----- Document section -----
I have found it surprisingly easy to both talk about and write about my first miscarriage. Maybe because it was the beginning of everything. It’s easy for me to start things, to set the scene, to introduce the characters, to begin. When I was in school, I always wrote great introductions for my papers. Finishing things was harder. I have a lot of half-finished projects, a lot of unrealized aspirations. Finding a clear path through all the things that have happened since the beginning has been confusing. Determining what parts of my story are worth sharing is difficult. The beginning of my story lives as a crystal-clear picture in my head. The middle of my story lives as a big jumble – a ball of tangled yarn. And if I pull on it, I’m not entirely sure where it will go. Still I’m determined to continue the telling. I think it will be cathartic for me to follow the thread to the end.
After our first miscarriage, my husband and I waited two months before trying again. This was partly based on our doctor’s recommendation and partly based on how quickly my body recovered from the D&C (it took about 6 weeks for my cycle to return). Once again, we got pregnant quickly.
That summer I had been travelling a lot for work and was wrapping up a major project with our team in Tokyo, so we decided to use my last business trip as an opportunity to travel through Japan. During my final days of work, I was exhausted, and thought I might be pregnant. I had brought one pregnancy test with me from the US. I tried to wait to use it until after the first day of my missed period; I tried really hard. But I have never been a particularly patient person. When I buy new clothes, I wear them right away. When I buy someone a gift, I want them to open it immediately. I’m sure this says something about my need to learn to sit with feelings of anticipation or not knowing. I probably would have failed the “marshmallow test” as a child. Regardless, I took the test, and it was negative.
----- Listed records -----
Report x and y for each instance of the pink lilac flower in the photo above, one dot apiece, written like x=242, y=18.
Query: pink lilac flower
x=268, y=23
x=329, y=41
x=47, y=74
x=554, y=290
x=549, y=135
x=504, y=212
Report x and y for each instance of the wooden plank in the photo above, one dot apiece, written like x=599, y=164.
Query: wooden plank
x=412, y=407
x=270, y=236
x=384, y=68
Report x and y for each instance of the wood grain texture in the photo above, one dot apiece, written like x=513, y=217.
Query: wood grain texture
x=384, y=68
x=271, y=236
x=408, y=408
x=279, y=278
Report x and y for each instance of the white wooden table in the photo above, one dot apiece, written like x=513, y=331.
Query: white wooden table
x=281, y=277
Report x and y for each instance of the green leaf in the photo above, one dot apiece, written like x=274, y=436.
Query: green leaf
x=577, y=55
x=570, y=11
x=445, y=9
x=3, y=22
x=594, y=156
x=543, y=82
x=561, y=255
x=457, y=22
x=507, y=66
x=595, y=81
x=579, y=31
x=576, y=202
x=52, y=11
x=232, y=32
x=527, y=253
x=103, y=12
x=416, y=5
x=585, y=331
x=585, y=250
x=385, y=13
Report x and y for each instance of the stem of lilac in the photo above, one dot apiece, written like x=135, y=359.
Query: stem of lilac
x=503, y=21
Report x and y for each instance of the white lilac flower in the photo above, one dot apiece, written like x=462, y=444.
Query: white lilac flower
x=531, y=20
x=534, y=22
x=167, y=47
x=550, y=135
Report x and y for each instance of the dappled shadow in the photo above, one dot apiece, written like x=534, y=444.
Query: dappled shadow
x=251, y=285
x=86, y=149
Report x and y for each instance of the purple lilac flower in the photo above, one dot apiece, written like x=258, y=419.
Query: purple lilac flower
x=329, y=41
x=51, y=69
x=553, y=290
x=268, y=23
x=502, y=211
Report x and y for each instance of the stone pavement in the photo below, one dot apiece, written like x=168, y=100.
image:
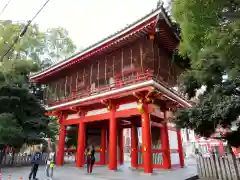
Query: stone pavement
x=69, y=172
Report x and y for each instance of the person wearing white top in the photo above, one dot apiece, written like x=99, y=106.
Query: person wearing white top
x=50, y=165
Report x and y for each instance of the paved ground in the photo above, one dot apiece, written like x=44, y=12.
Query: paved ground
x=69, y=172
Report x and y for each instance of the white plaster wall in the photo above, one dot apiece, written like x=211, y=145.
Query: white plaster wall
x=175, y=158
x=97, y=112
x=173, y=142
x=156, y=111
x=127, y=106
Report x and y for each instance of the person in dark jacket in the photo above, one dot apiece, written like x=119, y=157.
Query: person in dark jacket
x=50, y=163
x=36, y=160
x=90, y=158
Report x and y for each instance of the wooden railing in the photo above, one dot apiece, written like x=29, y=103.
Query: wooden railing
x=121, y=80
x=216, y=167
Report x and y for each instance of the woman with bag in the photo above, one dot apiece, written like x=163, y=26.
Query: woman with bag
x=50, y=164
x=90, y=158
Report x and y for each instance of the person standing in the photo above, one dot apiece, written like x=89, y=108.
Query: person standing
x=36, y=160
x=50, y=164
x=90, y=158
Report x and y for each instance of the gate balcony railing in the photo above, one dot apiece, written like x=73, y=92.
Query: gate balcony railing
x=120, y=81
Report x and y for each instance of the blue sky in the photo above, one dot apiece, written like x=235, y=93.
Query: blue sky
-----
What is expected:
Answer these questions using the personal essay above.
(a) What does the writer compare the middle of the story to?
(b) How long did it take for the writer's cycle to return after the D&C?
(c) What was the result of the pregnancy test taken in Japan?

Answer to this problem:
(a) A big jumble, a ball of tangled yarn
(b) About 6 weeks
(c) Negative